## AUFGABE
Schreib aus dem Text über die abwandernden Krankenpfleger in Andalusien das Stück von „Da das Gesundheitswesen“ bis „gingen nur wenige.“ Wort für Wort ab.

## VORLIEGENDER TEXT
····················
Exodus der Krankenpfleger
Andalusiens öffentliches Gesundheitswesen verliert 1.200 Mitarbeiter in einem Jahr
Sevilla – mar. „Unsere Krankenpfleger sind auf der Flucht.“1.200 medizinische Fachkräfte, vor allem Pfleger, hätte das öffentliche Gesundheitswesen Andalusiens allein zwischen Juni 2021 und Juni 2022 verloren. So die Bilanz des CAE, dem Rat der Gewerkschaften der Krankenfleger. Die meisten Abgänge verzeichnete danach die Provinz Sevilla mit 231, gefolgt von Cádiz mit 186, Málaga (181), je 167 in Jaén und Córdoba, 145 in Granada und 83 in Almería. Der Hauptgrund für die Abwanderungen seien „zu viele Überstunden“, ungeregelte Arbeitszeiten, schlechte Aufstiegschancen, extrem hohe, emotional problematische Arbeitsfelder. An erster Stelle aber stünde die schlechte Bezahlung, so CAE.
Da das Gesundheitswesen Ländersache sei, habe sich ein regelrechter Wettbewerb um medizinisches Personal entwickelt, bei dem logischerweise reichere Regionen Vorteile hätten oder solche, die aus Einsicht in die Notwendigkeit ihren Pflegern bessere Gehälter zahlten als Andalusien. CAE-Chef José Miguel Carrasco rechnet vor, dass ein Krankenpfleger in Andalusien im Schnitt 19.000 Euro brutto im Jahr verdient. „Im Baskenland werden dem gleichen Pfleger bis zu 32.000 Euro gezahlt.“Neben dieser seien Navarra und Katalonien die Regionen, die am meisten Pfleger aus Andalusien abwerben. Ins Ausland gingen nur wenige.
····················
[Gespeicherte Dateneinträge]
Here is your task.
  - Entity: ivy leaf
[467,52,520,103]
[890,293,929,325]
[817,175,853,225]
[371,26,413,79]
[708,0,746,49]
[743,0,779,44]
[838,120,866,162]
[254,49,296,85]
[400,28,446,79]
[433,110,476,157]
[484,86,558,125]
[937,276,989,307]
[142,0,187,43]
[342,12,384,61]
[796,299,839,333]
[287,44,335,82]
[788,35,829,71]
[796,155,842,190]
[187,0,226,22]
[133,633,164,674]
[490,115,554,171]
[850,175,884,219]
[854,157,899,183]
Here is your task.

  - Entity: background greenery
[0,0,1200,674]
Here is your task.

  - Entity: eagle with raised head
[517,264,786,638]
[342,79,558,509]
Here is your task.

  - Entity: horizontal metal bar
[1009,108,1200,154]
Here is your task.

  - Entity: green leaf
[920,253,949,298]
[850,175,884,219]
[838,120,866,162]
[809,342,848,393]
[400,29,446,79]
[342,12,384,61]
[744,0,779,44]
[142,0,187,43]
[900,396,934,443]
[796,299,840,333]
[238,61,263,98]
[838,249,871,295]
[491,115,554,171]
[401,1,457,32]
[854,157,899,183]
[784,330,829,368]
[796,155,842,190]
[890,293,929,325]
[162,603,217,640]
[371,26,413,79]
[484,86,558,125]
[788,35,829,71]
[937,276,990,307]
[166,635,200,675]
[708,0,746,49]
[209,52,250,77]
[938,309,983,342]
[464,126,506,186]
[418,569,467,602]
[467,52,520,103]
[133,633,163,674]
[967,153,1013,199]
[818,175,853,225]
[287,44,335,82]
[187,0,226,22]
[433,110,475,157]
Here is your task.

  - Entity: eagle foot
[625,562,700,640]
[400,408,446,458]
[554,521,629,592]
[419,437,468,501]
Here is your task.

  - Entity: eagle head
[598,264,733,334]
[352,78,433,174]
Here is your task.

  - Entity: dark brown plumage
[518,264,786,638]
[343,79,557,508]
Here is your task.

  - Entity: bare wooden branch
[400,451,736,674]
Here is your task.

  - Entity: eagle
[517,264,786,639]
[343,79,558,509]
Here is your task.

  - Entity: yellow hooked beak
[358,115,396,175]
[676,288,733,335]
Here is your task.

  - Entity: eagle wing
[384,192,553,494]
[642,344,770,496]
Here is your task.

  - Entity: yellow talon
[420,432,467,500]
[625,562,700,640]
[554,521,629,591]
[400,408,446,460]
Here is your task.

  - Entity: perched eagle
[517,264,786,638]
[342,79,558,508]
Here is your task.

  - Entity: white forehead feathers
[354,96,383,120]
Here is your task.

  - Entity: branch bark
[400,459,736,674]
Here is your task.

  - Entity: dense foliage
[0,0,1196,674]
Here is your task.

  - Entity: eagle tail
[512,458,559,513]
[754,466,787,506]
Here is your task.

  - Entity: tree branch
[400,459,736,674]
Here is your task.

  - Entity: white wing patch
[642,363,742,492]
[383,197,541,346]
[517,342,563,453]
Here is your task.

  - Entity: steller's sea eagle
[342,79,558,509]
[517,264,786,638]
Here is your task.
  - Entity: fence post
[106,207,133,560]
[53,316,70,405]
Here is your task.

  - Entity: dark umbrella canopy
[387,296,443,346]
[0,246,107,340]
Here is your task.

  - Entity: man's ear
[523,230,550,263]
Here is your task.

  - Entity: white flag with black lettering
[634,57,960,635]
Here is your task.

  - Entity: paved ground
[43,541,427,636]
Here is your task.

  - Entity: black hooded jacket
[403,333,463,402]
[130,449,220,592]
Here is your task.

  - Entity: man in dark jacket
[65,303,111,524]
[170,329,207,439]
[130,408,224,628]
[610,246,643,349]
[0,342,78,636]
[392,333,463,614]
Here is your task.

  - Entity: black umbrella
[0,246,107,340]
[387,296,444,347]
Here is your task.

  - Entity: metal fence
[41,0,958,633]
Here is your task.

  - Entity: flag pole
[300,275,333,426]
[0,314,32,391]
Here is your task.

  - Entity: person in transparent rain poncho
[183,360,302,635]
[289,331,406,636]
····················
## DEINE ANTWORT
Da das Gesundheitswesen Ländersache sei, habe sich ein regelrechter Wettbewerb um medizinisches Personal entwickelt, bei dem logischerweise reichere Regionen Vorteile hätten oder solche, die aus Einsicht in die Notwendigkeit ihren Pflegern bessere Gehälter zahlten als Andalusien. CAE-Chef José Miguel Carrasco rechnet vor, dass ein Krankenpfleger in Andalusien im Schnitt 19.000 Euro brutto im Jahr verdient. „Im Baskenland werden dem gleichen Pfleger bis zu 32.000 Euro gezahlt.“Neben dieser seien Navarra und Katalonien die Regionen, die am meisten Pfleger aus Andalusien abwerben. Ins Ausland gingen nur wenige.